======== ITEMS

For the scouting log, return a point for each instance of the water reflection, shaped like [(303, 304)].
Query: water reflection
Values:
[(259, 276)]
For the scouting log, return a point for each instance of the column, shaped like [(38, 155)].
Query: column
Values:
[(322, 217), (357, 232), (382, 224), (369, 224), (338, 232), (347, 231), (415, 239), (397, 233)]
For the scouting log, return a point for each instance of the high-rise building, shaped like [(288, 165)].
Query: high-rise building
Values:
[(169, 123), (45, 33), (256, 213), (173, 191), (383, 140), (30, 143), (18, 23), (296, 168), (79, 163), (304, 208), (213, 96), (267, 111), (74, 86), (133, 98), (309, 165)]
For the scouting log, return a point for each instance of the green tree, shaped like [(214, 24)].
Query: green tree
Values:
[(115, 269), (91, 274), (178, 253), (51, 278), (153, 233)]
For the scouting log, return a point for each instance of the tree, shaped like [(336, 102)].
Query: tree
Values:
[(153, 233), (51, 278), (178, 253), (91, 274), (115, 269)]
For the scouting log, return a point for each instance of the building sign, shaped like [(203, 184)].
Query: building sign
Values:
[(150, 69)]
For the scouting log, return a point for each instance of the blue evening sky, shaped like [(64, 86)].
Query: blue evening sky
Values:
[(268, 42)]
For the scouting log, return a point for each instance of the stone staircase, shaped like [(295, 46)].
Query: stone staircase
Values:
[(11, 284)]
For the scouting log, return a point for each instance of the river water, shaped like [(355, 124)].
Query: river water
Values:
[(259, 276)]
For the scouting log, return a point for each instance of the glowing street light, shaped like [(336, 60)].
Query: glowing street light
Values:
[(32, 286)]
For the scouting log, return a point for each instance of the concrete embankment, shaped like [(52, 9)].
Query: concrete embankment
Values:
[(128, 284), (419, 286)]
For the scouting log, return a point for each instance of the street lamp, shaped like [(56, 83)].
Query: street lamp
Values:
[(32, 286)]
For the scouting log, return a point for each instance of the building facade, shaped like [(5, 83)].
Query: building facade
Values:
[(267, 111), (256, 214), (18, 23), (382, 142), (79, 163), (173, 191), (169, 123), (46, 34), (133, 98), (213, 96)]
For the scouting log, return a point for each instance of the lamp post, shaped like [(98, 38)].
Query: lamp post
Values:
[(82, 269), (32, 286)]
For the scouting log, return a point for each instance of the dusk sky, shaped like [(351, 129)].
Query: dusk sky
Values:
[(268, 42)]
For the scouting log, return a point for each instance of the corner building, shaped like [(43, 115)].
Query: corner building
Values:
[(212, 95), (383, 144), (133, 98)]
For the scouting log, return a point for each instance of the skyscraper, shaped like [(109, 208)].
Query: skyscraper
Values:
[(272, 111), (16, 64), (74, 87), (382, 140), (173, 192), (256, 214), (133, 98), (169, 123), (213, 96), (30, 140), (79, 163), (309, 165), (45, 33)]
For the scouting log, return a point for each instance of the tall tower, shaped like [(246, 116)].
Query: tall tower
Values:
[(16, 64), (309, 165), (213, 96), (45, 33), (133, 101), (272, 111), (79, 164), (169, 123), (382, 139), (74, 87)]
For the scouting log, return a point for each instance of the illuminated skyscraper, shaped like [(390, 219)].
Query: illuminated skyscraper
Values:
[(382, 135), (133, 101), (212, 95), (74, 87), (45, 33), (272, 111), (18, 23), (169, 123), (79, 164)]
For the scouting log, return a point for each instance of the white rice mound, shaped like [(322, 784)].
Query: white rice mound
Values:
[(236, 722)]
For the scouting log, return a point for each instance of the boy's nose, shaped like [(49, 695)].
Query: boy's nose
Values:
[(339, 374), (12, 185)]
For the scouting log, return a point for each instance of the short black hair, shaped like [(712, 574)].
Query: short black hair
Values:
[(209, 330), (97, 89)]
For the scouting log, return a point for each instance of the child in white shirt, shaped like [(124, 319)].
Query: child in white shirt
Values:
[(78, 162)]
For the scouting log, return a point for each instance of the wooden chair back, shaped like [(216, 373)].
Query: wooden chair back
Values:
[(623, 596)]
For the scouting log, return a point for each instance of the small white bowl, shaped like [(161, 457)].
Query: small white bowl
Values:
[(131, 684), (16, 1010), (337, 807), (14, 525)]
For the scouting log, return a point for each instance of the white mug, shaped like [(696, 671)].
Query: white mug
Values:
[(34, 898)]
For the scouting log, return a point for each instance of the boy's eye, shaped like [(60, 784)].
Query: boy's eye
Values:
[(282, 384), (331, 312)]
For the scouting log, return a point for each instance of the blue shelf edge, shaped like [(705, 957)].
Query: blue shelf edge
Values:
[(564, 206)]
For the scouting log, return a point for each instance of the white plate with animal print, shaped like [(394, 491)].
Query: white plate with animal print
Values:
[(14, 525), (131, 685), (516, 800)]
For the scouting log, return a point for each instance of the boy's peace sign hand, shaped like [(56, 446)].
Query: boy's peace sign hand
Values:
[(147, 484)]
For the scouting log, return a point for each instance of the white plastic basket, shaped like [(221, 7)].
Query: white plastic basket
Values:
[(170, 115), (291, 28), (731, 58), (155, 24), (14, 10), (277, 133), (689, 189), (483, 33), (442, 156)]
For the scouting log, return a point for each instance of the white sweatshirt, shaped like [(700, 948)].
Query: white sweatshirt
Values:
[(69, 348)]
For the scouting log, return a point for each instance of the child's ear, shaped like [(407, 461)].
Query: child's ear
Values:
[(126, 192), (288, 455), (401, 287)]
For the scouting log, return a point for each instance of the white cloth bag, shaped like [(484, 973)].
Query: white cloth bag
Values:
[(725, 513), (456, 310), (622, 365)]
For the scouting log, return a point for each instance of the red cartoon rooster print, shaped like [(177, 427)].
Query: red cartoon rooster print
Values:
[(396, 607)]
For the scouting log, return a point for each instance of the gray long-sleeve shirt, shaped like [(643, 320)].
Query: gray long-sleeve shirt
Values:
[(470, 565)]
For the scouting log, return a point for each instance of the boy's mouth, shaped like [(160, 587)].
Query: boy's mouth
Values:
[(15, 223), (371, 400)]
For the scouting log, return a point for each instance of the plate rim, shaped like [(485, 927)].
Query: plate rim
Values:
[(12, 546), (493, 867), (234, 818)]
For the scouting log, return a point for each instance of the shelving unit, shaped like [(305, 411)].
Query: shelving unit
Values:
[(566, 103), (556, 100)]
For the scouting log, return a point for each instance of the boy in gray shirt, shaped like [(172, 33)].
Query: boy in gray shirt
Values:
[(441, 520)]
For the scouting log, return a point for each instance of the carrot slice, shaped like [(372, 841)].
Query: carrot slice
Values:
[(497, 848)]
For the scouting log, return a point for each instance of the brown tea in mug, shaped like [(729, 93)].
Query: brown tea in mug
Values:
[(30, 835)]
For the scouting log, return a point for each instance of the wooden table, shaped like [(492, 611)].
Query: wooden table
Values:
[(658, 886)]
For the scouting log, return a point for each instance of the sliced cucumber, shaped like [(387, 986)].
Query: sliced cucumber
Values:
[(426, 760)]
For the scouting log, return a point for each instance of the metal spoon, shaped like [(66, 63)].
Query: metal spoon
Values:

================

## PROBLEM REQUIREMENTS
Can you render all of the material above as a numbered list, leaving out any blank lines?

## ANSWER TO THE PROBLEM
1. For the scouting log, return a point for each instance of the water reflection, shaped like [(303, 304)].
2. Query: water reflection
3. Values:
4. [(259, 276)]
5. For the scouting log, return a point for each instance of the column, shaped like [(38, 155)].
6. Query: column
7. Values:
8. [(322, 217), (357, 232), (382, 224), (369, 224), (338, 232), (347, 231), (415, 239), (397, 233)]
9. For the scouting log, return a point for each instance of the high-rise building, shaped like [(288, 165)].
10. Query: high-rise building
11. Values:
12. [(169, 123), (45, 33), (256, 213), (173, 191), (383, 140), (30, 143), (18, 23), (296, 168), (79, 163), (304, 208), (213, 96), (267, 111), (74, 86), (133, 98), (309, 165)]
13. For the scouting log, return a point for each instance of the green tree, shaped like [(214, 24)].
14. Query: green tree
15. Values:
16. [(115, 269), (91, 274), (178, 253), (51, 278), (153, 233)]
17. For the scouting log, return a point for each instance of the tree, shaped like [(336, 102)].
18. Query: tree
19. Values:
20. [(153, 233), (51, 278), (178, 253), (91, 274), (115, 269)]
21. For the scouting log, return a point for each instance of the building sign, shaped like [(203, 184)].
22. Query: building sign
23. Values:
24. [(150, 69)]
25. For the scouting log, return a point for each instance of the blue evening sky, shaped like [(64, 86)].
26. Query: blue evening sky
27. Values:
28. [(268, 42)]
29. For the scouting log, return a point for each instance of the stone staircase, shaped like [(295, 46)].
30. Query: stone staircase
31. Values:
32. [(11, 284)]
33. For the scouting log, return a point for each instance of the river water, shaped like [(355, 124)].
34. Query: river water
35. Values:
36. [(259, 276)]
37. For the scouting log, return a point for each instance of the glowing street light, shaped like [(336, 60)].
38. Query: glowing street light
39. Values:
40. [(32, 286)]
41. For the scouting log, return a point for each instance of the concrete embankment, shaped like [(52, 9)].
42. Query: concrete embankment
43. Values:
44. [(128, 284), (419, 286)]
45. For the scouting log, return a point for each instance of the street lamp, shaped like [(56, 83)].
46. Query: street lamp
47. Values:
48. [(32, 286)]
49. For the scouting log, return a point for each instance of the building facade, shaped like [(5, 83)].
50. Query: building facade
51. Values:
52. [(267, 111), (256, 214), (18, 23), (382, 142), (79, 163), (173, 191), (169, 123), (46, 34), (133, 98), (213, 96)]
53. For the scouting log, return a point for each instance of the lamp post, shaped like [(98, 38)].
54. Query: lamp post
55. Values:
56. [(82, 269), (32, 286)]
57. For the scouting log, return a point for each instance of the dusk sky, shaped like [(351, 129)].
58. Query: dusk sky
59. Values:
60. [(268, 42)]
61. For the scouting log, return a point for each instance of the corner building, shaped like [(43, 115)].
62. Query: corner building
63. Values:
64. [(212, 95), (383, 144), (133, 98)]
65. For the scouting log, return a point for each instance of the skyscraper, shaped like [(109, 208)].
66. Query: skyscraper
67. Values:
68. [(272, 111), (16, 64), (74, 87), (382, 140), (173, 192), (256, 214), (133, 98), (169, 123), (213, 96), (30, 140), (79, 163), (309, 165), (45, 33)]
69. For the scouting log, return a point for each instance of the tall tower, shaped like [(246, 116)].
70. Query: tall tower
71. Values:
72. [(16, 64), (309, 165), (213, 96), (45, 33), (133, 101), (272, 111), (79, 164), (169, 123), (382, 139), (74, 87)]
73. For the scouting log, return a point for each instance of the illuminated skyscraper, shaped like [(390, 219)].
74. Query: illuminated skyscraper
75. Values:
76. [(382, 135), (133, 101), (212, 95), (74, 87), (45, 33), (272, 111), (18, 23), (169, 123), (79, 164)]
77. For the scouting log, return a point for each instance of the white rice mound, shaped like [(322, 784)].
78. Query: white rice mound
79. Values:
80. [(236, 722)]
81. For the scouting log, return a point for each instance of the boy's nose, shaped like [(49, 695)].
82. Query: boy's nose
83. Values:
84. [(339, 374), (12, 185)]
85. For the scouting log, return a point for each instance of the short black hair, shaped like [(712, 574)].
86. Query: short black hair
87. Values:
88. [(209, 330), (97, 89)]
89. For the scouting log, return a point for each instance of the child in white shirt, shaped like [(124, 319)].
90. Query: child in white shirt
91. Values:
92. [(78, 162)]
93. For the scouting log, return a point for each instance of the wooden chair back, shaped like [(216, 373)].
94. Query: wooden chair back
95. Values:
96. [(623, 596)]
97. For the scouting log, return a point for each instance of the small white bowl, shaped like [(161, 457)].
98. Query: small white bowl
99. Values:
100. [(131, 684), (16, 1010), (337, 807), (14, 525)]
101. For the scouting log, return a point for each instance of the white mug, shaped like [(696, 671)].
102. Query: white mug
103. Values:
104. [(34, 898)]
105. For the scouting log, return a point for each instance of the boy's eye, shaped like [(60, 784)].
106. Query: boy's eye
107. Values:
108. [(282, 384), (331, 312)]
109. For the scouting log, return a point for each instance of the blue shelf edge, shaped like [(705, 957)].
110. Query: blue shelf edge
111. Values:
112. [(564, 206)]
113. For the scouting log, return a point for each instance of the white plate with animal print, shaped like [(394, 491)].
114. Query: white plate with animal print
115. Values:
116. [(14, 525), (131, 685), (516, 800)]
117. For the scouting log, return a point for each instance of the boy's peace sign hand, shaped like [(56, 446)].
118. Query: boy's peace sign hand
119. Values:
120. [(147, 484)]
121. For the scouting log, return a point for each instance of the white plastic basket, shaped like [(221, 7)].
122. Query: white plastic basket
123. Values:
124. [(170, 115), (291, 28), (731, 58), (155, 24), (14, 10), (277, 133), (689, 189), (483, 33), (442, 156)]
125. For the scouting log, return a point for each instance of the white sweatshirt, shaped like [(700, 948)].
126. Query: white sweatshirt
127. Values:
128. [(69, 348)]
129. For the scouting log, return a point for each instance of the child's ear, shaped like [(407, 461)].
130. Query: child's ear
131. Values:
132. [(126, 192), (288, 455), (401, 287)]
133. For the scouting log, return a point for each instance of the white cloth bag, shaped like [(484, 973)].
134. Query: white cloth bag
135. Values:
136. [(725, 513), (456, 310), (622, 365)]
137. For the scouting log, return a point for each instance of the red cartoon rooster print, shaped like [(177, 427)].
138. Query: red cartoon rooster print
139. Values:
140. [(396, 607)]
141. For the scouting log, return a point for each instance of the gray long-sleeve shirt, shaped like [(643, 320)].
142. Query: gray long-sleeve shirt
143. Values:
144. [(470, 565)]
145. For the scouting log, return a point for each instance of the boy's mouth, shaped like [(160, 587)].
146. Query: boy's mouth
147. Values:
148. [(15, 223), (371, 400)]
149. For the scouting log, return a point for each instance of the plate rim, shaped like [(485, 927)].
150. Query: plate rim
151. Values:
152. [(12, 546), (493, 867), (234, 818)]
153. For the scouting log, return a point for each instance of the shelving unit, shaped like [(305, 411)].
154. Query: shelving unit
155. Values:
156. [(566, 103), (556, 100)]
157. For the scouting log, return a point for each instance of the boy in gray shirt, shaped like [(172, 33)].
158. Query: boy in gray shirt
159. Values:
160. [(441, 520)]
161. For the scouting log, return a point for each instance of the carrot slice, shaped like [(372, 841)].
162. Query: carrot slice
163. Values:
164. [(497, 848)]
165. For the scouting log, return a point for each instance of the brown tea in mug, shaped like [(729, 93)].
166. Query: brown tea in mug
167. Values:
168. [(30, 835)]
169. For the scouting log, return a point for each instance of the wooden table, shaped like [(492, 611)].
170. Query: wooden table
171. Values:
172. [(658, 886)]
173. For the scouting log, return a point for each instance of the sliced cucumber, shaped like [(387, 986)].
174. Query: sliced cucumber
175. Values:
176. [(426, 760)]
177. For the scouting log, return a point for each instance of the metal spoon, shaped like [(66, 63)].
178. Query: metal spoon
179. Values:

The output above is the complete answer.